→ **Records**:
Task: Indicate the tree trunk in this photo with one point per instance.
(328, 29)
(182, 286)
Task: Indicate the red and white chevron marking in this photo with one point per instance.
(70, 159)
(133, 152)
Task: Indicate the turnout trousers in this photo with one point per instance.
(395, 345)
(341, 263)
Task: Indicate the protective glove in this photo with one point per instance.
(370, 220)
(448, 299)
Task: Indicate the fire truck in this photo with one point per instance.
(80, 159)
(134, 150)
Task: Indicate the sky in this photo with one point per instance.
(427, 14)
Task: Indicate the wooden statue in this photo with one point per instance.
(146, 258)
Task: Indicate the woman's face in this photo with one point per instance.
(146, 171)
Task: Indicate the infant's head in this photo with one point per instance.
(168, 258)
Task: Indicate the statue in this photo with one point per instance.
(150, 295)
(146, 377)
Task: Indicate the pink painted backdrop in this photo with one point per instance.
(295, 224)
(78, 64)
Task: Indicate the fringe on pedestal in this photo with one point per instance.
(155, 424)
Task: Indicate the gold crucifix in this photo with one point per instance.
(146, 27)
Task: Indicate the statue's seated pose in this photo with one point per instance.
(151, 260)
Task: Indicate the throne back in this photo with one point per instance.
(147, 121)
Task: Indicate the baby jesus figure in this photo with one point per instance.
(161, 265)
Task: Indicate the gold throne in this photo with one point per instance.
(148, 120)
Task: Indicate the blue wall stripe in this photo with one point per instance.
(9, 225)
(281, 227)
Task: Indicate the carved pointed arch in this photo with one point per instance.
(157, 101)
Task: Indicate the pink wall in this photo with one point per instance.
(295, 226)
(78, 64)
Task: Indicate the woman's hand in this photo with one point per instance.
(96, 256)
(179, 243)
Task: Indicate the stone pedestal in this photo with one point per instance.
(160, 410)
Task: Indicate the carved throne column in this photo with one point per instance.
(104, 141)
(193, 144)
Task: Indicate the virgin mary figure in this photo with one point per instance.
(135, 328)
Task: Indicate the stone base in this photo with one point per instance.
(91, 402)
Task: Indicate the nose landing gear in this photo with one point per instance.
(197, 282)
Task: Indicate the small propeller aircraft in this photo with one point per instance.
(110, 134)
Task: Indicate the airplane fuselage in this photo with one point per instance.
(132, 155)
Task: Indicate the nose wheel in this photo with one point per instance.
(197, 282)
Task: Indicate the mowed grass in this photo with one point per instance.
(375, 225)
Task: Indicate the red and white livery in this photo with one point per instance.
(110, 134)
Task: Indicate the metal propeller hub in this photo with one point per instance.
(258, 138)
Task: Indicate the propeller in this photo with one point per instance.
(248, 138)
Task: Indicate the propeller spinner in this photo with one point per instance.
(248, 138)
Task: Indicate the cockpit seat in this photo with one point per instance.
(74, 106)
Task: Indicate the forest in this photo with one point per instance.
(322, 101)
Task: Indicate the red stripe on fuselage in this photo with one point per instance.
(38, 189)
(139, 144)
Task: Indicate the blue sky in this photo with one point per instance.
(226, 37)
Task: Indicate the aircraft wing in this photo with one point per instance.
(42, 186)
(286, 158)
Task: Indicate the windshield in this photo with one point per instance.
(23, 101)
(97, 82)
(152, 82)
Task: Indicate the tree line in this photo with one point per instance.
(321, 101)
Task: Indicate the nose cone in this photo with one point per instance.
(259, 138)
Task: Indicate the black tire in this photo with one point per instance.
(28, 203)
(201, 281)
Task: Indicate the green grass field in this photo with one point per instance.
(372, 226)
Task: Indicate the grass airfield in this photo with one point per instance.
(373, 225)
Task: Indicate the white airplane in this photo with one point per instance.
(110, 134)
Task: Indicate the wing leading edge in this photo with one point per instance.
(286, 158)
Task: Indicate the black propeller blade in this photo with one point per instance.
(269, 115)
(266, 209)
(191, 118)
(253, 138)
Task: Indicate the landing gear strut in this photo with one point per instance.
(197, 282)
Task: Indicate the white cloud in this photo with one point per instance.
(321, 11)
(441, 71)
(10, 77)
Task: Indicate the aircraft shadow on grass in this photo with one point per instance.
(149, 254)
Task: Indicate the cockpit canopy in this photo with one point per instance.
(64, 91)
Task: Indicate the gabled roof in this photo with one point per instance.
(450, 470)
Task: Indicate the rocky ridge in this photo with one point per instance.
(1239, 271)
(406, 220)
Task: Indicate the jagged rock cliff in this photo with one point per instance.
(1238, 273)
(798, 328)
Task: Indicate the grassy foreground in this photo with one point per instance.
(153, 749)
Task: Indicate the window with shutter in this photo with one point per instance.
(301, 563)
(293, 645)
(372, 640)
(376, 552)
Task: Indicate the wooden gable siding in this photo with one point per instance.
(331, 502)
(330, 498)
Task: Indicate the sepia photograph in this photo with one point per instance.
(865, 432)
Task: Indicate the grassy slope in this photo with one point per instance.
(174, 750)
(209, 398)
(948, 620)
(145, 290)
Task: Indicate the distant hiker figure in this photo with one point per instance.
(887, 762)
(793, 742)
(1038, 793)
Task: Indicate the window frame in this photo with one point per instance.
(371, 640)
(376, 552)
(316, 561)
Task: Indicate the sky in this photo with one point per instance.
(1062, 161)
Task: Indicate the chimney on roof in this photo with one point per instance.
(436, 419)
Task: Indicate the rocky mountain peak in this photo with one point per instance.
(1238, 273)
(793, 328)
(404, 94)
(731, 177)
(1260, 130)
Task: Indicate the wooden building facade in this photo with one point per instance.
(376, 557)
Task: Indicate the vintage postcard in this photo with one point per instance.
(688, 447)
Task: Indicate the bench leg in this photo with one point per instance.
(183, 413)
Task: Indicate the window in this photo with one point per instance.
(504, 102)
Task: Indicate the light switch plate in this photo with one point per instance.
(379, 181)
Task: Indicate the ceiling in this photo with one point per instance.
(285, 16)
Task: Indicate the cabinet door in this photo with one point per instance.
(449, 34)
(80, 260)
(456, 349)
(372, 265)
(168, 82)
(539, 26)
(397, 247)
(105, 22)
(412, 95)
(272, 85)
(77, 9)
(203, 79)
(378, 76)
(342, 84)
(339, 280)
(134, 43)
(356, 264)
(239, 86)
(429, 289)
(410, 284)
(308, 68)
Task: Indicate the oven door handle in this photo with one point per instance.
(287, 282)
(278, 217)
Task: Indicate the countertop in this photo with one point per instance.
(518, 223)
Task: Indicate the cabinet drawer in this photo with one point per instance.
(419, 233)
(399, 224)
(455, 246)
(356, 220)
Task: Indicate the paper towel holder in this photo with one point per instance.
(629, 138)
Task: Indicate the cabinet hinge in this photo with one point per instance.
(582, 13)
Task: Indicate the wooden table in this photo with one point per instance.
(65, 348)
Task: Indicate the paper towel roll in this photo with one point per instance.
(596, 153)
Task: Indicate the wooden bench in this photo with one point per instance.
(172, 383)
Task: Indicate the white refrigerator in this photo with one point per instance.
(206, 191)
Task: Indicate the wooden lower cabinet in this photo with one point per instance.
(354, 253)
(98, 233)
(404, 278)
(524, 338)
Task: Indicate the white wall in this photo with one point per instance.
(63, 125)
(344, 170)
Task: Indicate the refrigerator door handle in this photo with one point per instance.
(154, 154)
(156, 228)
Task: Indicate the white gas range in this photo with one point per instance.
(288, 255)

→ **Exercise prompt**: Copy all of the data exactly.

→ **Written answer**:
Task: Indicate the tree trunk in this photo with one point per instance.
(328, 29)
(182, 286)
Task: Indicate the red and white chevron marking in this photo with one point per instance.
(70, 159)
(133, 152)
Task: Indicate the turnout trousers in this photo with one point per instance.
(395, 345)
(341, 263)
Task: Indicate the protective glove in this photo with one point per instance.
(370, 220)
(448, 299)
Task: Indicate the fire truck in this photo with one point per instance.
(80, 159)
(134, 150)
Task: Indicate the sky in this photo with one point per instance.
(427, 14)
Task: Indicate the wooden statue in this photo with one point per instance.
(146, 258)
Task: Indicate the woman's face in this photo with one point per instance.
(146, 171)
Task: Indicate the infant's head in this photo with one point per instance.
(168, 258)
Task: Indicate the statue in this photo with one point per instance.
(150, 295)
(146, 377)
Task: Indicate the pink painted backdrop in this photo with one point per instance.
(295, 224)
(78, 64)
Task: Indicate the fringe on pedestal in this photo with one point per instance.
(155, 424)
Task: Indicate the gold crucifix in this photo with one point per instance.
(146, 27)
Task: Indicate the statue's seated pose in this photo with one point per instance.
(151, 260)
Task: Indicate the throne back in this photo with one point per instance.
(147, 121)
Task: Indicate the baby jesus figure in this photo with one point per instance.
(161, 265)
Task: Indicate the gold throne in this photo with one point per instance.
(148, 120)
Task: Indicate the blue wall stripe in this photo with one point per instance.
(9, 225)
(281, 227)
Task: Indicate the carved pointed arch in this photo with one point per instance.
(157, 101)
Task: Indicate the pink wall in this photo with one point per instance.
(295, 226)
(78, 64)
Task: Indicate the woman's hand in this photo with one point per instance.
(96, 256)
(179, 243)
Task: Indicate the stone pedestal in this photo with one point per instance.
(160, 410)
Task: Indicate the carved throne column in this photo with one point per instance.
(104, 141)
(193, 144)
Task: Indicate the virgin mary figure in this photo with one point per instance.
(135, 328)
Task: Indicate the stone base in this photo with one point per instance.
(91, 402)
Task: Indicate the nose landing gear in this photo with one point per instance.
(197, 282)
Task: Indicate the small propeller aircraft in this photo with one point per instance.
(110, 134)
Task: Indicate the airplane fuselage in this photo with one point per instance.
(132, 155)
Task: Indicate the nose wheel in this photo with one point per instance.
(197, 282)
Task: Indicate the mowed grass in this photo with one point per instance.
(375, 225)
Task: Indicate the red and white livery in this photo with one point per instance.
(110, 134)
Task: Indicate the metal propeller hub in this photo with one point per instance.
(258, 138)
Task: Indicate the propeller in this photo with one point per instance.
(248, 138)
Task: Indicate the propeller spinner in this photo with one point per instance.
(248, 138)
Task: Indicate the cockpit seat in this photo with one point per instance.
(74, 106)
Task: Indicate the forest in this photo with one point per instance.
(322, 101)
Task: Indicate the red stripe on fuselage in this photo with one point per instance.
(38, 189)
(139, 144)
Task: Indicate the blue sky in this photo with one point per instance.
(226, 37)
Task: Indicate the aircraft wing in this photo with one point per instance.
(42, 186)
(286, 158)
Task: Indicate the windshield in this photo with one point per instance.
(23, 101)
(97, 82)
(152, 82)
Task: Indicate the tree line in this photo with one point per instance.
(321, 101)
Task: Indicate the nose cone in this photo with one point per instance.
(259, 138)
Task: Indicate the black tire in this photo with one point per instance.
(28, 203)
(201, 281)
Task: Indicate the green grass field in this photo with one point per instance.
(372, 226)
Task: Indicate the grass airfield in this photo with one point per instance.
(373, 225)
Task: Indicate the white airplane in this photo with one point per instance.
(110, 134)
Task: Indicate the wing leading edge in this photo with one point per instance.
(286, 158)
Task: Indicate the black propeller blade in this photo with one point per instance.
(269, 115)
(266, 209)
(191, 118)
(253, 138)
Task: Indicate the landing gear strut in this photo with one point per instance.
(197, 282)
Task: Indicate the white cloud in this photo with one point per instance.
(321, 11)
(441, 71)
(10, 77)
Task: Indicate the aircraft shadow on grass in this photo with one point per instance.
(149, 254)
Task: Indicate the cockpit canopy in this photo with one point per instance.
(64, 91)
Task: Indicate the gabled roof in this photo with one point per instance.
(450, 470)
Task: Indicate the rocky ridge in this photo with one point per instance.
(1239, 271)
(406, 220)
Task: Indicate the jagged rock cliff in this photo with one point per instance.
(1238, 273)
(798, 328)
Task: Indicate the grassy foreground in this photo with one point per instance.
(153, 749)
Task: Indicate the window with shutter in this photo with one point per instance.
(301, 563)
(293, 645)
(372, 640)
(376, 552)
Task: Indicate the wooden gable siding in this photo with one point per instance.
(331, 502)
(330, 498)
Task: Indicate the sepia photograph in this photo with one point per instance.
(865, 432)
Task: Indicate the grassy slope in this photo with one point per instance.
(174, 750)
(209, 398)
(948, 620)
(145, 290)
Task: Indicate the distant hiker figure in this photo with one point per instance.
(887, 762)
(793, 742)
(1038, 793)
Task: Indicate the window frame in this photo with one point per instance.
(371, 640)
(376, 552)
(316, 561)
Task: Indicate the sky in this photo with one point per instance.
(1062, 161)
Task: Indicate the chimney on roof in this photo with one point per instance.
(436, 419)
Task: Indicate the rocky mountain peak in this photo with one point per instance.
(1238, 273)
(793, 328)
(404, 94)
(731, 177)
(1260, 130)
Task: Indicate the wooden building facade in this photo with one point per instance.
(376, 557)
Task: Indicate the vintage postcard in this photo with one point per instance.
(688, 447)
Task: Indicate the bench leg in this photo with one point per instance.
(183, 413)
Task: Indicate the window in this photo with one point per instance.
(504, 102)
Task: Indicate the light switch plate in this photo with one point per instance.
(379, 181)
Task: Indicate the ceiling in this photo with one point per instance.
(285, 16)
Task: Indicate the cabinet door in this photo with one point per instance.
(449, 34)
(80, 260)
(456, 349)
(372, 265)
(168, 82)
(539, 26)
(397, 247)
(105, 22)
(412, 95)
(272, 85)
(77, 9)
(203, 79)
(378, 76)
(342, 84)
(339, 280)
(134, 43)
(356, 264)
(239, 86)
(429, 289)
(410, 284)
(308, 68)
Task: Indicate the oven door handle in this photo with one point per instance.
(287, 282)
(278, 217)
Task: Indicate the countertop in this photo with one point per instance.
(518, 223)
Task: Indicate the cabinet drawer in this photo with one point per instance.
(419, 233)
(399, 224)
(455, 246)
(356, 220)
Task: Indicate the paper towel holder in this photo with one point per instance.
(629, 138)
Task: Indicate the cabinet hinge in this photo with one point per instance.
(582, 13)
Task: Indicate the wooden table in this photo with one point per instance.
(65, 348)
Task: Indicate the paper towel roll in this photo with one point per instance.
(596, 153)
Task: Indicate the wooden bench in this photo with one point per instance.
(172, 383)
Task: Indicate the white refrigerator in this photo with one point per instance.
(206, 191)
Task: Indicate the wooden lower cabinet in this photo with one point per instance.
(354, 253)
(98, 233)
(404, 278)
(524, 338)
Task: Indicate the white wall in this photo with one point per instance.
(63, 125)
(344, 170)
Task: Indicate the refrigerator door handle in this photo with one point per instance.
(154, 154)
(156, 228)
Task: Indicate the white gas range in this photo with one point per instance.
(288, 255)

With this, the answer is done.